Exercise goal: At the line with "output: a single", start transcribing; stop after the last line of the data below. Keep it exact and leave pictures out.

Stored data entries:
• • • •

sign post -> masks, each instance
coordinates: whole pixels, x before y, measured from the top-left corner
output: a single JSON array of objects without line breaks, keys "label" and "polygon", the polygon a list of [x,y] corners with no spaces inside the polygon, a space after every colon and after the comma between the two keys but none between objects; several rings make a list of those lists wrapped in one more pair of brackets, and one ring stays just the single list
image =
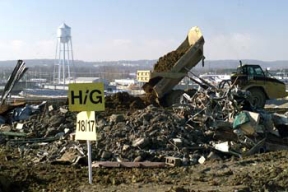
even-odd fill
[{"label": "sign post", "polygon": [[88,150],[88,175],[89,183],[92,184],[92,161],[91,161],[91,142],[87,140],[87,150]]},{"label": "sign post", "polygon": [[92,184],[91,141],[97,140],[95,111],[104,111],[103,83],[69,84],[69,110],[77,114],[75,140],[87,140],[88,175]]}]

• • • •

Exercise answer:
output: a single JSON array of objects without line breaks, keys "label" and "polygon", the polygon a list of [x,y] corners with no spaces inside the polygon, a space after every colon and after the comma between the two keys but none between objects; several rings make a list of those lists wrapped in one more pair of brackets, and one ring stays just the single list
image =
even-odd fill
[{"label": "sign post", "polygon": [[88,150],[88,175],[89,183],[92,184],[92,161],[91,161],[91,142],[87,140],[87,150]]},{"label": "sign post", "polygon": [[92,184],[91,141],[97,140],[95,111],[104,111],[103,83],[69,84],[69,110],[77,114],[75,140],[87,140],[88,175]]}]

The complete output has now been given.